◆ SHORT EXERCISE: Lay out the lines of the listing below as a numbered list, from its first line through the line containing "893 255 946 382", inclusive. Skip any blank lines.

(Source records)
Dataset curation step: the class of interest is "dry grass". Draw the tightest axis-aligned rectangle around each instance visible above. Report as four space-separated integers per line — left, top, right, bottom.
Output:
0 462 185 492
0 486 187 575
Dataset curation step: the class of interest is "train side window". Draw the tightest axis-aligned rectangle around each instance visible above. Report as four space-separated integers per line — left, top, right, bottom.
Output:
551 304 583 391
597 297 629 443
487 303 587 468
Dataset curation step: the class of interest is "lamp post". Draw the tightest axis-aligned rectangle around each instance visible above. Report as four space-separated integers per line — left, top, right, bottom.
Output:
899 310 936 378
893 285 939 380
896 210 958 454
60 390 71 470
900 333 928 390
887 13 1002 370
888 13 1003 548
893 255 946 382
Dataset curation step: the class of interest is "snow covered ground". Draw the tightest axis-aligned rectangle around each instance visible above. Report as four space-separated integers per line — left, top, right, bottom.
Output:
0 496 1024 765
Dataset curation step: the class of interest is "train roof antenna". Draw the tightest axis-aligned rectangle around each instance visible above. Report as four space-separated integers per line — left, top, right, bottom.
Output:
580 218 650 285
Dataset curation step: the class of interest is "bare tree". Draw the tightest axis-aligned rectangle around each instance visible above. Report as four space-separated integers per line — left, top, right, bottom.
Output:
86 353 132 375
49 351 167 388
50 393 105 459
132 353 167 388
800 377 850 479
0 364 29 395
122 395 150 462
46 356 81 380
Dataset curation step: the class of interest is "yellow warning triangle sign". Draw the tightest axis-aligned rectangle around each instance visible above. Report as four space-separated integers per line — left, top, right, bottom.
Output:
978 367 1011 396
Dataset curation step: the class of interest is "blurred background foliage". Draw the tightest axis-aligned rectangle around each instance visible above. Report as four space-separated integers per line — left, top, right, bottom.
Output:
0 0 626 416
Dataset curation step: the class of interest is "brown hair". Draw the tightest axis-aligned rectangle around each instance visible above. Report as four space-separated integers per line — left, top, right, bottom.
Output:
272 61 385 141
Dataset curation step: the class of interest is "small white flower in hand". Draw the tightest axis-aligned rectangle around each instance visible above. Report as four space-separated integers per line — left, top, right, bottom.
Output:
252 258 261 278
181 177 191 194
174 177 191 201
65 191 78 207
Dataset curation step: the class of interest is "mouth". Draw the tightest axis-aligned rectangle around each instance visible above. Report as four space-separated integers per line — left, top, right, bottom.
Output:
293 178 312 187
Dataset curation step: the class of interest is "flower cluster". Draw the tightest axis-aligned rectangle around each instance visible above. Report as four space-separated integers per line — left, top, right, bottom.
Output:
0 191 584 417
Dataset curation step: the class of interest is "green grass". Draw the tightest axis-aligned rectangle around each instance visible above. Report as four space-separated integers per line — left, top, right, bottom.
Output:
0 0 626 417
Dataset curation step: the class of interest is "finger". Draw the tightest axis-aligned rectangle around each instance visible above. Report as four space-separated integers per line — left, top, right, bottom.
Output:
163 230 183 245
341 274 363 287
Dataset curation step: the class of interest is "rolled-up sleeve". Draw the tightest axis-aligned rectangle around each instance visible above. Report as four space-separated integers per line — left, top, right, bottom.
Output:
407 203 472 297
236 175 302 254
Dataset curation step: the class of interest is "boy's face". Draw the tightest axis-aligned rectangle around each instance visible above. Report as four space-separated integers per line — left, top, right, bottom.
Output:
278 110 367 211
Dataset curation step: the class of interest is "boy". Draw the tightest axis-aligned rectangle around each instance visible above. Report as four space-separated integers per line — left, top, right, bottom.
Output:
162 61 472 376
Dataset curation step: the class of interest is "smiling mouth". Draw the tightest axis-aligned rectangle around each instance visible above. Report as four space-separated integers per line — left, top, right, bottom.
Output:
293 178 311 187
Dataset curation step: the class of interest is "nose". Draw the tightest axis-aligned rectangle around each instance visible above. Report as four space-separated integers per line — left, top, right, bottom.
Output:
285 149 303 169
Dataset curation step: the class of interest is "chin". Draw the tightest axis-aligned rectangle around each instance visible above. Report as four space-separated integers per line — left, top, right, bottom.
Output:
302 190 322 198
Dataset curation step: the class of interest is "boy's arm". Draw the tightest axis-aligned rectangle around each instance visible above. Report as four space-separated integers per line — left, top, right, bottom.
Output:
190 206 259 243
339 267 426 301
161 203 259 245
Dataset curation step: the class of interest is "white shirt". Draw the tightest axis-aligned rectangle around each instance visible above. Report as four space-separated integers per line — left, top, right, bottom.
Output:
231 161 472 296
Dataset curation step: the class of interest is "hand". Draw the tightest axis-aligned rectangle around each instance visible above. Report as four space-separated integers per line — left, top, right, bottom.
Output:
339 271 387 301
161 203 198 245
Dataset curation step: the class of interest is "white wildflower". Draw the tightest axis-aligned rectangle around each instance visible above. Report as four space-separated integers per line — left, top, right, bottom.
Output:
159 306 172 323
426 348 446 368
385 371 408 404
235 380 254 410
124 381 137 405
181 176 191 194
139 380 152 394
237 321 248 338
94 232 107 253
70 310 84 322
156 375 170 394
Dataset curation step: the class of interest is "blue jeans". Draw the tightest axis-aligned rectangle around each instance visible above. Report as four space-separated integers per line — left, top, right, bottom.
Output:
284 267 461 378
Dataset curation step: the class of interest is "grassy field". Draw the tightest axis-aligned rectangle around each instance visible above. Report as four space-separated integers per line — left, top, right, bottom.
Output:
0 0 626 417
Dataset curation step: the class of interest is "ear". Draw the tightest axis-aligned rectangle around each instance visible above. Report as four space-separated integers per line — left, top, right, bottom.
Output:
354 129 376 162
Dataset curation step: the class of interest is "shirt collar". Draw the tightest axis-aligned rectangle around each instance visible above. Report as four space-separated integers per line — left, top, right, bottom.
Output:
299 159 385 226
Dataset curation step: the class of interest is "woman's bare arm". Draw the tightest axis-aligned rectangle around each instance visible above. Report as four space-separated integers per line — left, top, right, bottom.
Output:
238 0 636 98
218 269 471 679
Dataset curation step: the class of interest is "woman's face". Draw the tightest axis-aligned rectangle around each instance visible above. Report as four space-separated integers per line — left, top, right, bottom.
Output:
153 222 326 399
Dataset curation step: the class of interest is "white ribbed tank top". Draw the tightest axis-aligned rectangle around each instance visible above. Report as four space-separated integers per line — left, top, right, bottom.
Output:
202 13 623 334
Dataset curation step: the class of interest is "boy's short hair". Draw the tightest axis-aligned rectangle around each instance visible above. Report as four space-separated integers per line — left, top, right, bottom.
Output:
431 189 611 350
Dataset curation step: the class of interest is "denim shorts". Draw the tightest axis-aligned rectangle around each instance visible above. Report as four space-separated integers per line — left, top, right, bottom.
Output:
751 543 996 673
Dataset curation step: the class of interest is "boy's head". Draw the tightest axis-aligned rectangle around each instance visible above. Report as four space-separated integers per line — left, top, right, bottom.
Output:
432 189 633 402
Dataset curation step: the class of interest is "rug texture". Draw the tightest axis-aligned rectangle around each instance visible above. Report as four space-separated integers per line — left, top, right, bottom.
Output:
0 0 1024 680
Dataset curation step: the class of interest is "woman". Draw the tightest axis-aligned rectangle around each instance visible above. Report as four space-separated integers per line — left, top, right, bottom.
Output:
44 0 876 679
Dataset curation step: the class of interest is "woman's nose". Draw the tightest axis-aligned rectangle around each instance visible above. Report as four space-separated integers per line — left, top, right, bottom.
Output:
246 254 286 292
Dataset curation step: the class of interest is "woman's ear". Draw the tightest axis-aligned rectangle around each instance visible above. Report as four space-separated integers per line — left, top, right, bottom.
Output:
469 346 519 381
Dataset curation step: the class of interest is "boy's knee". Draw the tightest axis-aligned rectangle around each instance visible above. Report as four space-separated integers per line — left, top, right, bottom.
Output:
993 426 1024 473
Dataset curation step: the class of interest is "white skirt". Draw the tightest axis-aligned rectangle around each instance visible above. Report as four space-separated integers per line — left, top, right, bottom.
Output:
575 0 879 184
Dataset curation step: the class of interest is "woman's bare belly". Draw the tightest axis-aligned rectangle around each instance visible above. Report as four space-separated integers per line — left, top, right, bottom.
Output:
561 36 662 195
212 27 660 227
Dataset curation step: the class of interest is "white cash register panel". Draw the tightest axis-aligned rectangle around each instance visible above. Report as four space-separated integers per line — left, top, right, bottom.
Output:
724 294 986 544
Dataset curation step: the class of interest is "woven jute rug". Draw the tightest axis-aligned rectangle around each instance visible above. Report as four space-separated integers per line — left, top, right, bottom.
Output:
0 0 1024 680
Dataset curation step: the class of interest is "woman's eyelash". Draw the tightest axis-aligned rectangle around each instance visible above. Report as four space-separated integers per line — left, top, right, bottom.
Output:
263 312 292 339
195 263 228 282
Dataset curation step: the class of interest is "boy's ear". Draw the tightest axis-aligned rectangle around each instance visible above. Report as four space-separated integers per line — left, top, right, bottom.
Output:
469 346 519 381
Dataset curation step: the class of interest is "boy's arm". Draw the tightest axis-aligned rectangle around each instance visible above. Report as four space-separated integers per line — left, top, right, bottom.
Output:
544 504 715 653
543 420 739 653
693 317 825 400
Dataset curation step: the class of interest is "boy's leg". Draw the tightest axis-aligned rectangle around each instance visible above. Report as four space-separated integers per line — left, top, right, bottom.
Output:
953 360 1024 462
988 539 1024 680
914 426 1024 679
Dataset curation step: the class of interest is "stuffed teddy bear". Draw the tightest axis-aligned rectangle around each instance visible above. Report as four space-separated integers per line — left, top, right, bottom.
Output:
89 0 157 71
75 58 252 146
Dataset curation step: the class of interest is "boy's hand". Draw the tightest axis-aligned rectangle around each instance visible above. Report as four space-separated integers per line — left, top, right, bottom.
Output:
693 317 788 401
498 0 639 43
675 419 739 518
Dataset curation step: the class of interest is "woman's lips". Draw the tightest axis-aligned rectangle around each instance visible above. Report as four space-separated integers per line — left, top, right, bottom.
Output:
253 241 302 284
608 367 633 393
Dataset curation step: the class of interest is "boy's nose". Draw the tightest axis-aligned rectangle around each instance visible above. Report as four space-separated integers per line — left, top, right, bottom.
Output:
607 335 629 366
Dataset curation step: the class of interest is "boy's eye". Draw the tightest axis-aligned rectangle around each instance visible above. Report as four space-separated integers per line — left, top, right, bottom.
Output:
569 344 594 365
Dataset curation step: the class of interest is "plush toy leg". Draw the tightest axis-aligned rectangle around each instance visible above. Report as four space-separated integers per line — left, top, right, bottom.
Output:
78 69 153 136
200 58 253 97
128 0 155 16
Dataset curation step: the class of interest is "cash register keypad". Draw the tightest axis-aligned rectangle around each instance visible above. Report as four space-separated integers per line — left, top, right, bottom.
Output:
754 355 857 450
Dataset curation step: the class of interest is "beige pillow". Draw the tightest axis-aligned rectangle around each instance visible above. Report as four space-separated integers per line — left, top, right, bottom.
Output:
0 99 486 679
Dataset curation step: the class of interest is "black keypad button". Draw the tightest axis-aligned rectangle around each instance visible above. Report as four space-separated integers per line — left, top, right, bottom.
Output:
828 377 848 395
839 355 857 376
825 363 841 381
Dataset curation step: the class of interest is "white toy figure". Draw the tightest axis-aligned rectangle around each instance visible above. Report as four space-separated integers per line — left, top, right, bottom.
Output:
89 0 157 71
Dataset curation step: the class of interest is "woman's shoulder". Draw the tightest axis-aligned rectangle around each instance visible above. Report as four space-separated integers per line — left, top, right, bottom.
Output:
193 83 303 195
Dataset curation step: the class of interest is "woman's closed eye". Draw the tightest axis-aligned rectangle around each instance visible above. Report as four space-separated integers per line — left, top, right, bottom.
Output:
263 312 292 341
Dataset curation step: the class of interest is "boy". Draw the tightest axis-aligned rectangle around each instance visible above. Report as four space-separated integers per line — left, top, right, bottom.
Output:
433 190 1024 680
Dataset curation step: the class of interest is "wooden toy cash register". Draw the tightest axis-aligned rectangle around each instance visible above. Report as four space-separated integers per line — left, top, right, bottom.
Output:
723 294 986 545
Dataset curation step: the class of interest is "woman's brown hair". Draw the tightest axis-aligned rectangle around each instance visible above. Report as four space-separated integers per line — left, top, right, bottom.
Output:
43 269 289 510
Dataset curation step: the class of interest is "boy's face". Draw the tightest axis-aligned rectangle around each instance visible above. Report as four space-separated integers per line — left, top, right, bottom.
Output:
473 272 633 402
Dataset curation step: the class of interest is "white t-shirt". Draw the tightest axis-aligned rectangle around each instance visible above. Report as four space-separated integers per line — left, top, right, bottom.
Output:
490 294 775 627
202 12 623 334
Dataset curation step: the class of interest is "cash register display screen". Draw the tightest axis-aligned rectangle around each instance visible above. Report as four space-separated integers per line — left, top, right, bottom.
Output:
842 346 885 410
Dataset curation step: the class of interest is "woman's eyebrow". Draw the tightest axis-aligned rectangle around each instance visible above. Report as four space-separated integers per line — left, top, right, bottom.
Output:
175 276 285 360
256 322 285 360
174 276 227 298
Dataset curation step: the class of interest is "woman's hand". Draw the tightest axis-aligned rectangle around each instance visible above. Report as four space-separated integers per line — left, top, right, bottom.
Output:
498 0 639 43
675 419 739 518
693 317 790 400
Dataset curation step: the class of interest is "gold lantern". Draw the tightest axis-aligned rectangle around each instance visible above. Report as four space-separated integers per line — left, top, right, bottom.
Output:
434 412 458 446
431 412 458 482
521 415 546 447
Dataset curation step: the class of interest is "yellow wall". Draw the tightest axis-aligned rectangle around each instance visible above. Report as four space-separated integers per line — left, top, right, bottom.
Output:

◆ TASK RESPONSE:
1. Dataset curation step: the class of interest is "dry grass". Draw the tightest axis-aligned rectangle around each instance visible above. Report as four space-separated integers per line — left, top, right, bottom.
2. Output:
3. 0 462 185 492
4. 0 486 187 575
5. Dataset curation step: the class of interest is "train side window". Draw the tightest axis-aligned rectangle around each instance visible above. Report as four space-separated integers per line — left, top, right, bottom.
6. Output:
7. 551 304 583 391
8. 597 297 629 443
9. 487 303 587 468
10. Dataset curation step: the class of interest is "lamp post". Draw the tightest axis-aligned rectangle around each instance visible above. Report as four space-separated integers per line — left, top, right, bottom.
11. Output:
12. 899 310 936 378
13. 893 285 939 380
14. 896 210 958 454
15. 60 390 71 470
16. 900 333 928 390
17. 887 13 1002 370
18. 888 13 1003 548
19. 893 255 946 382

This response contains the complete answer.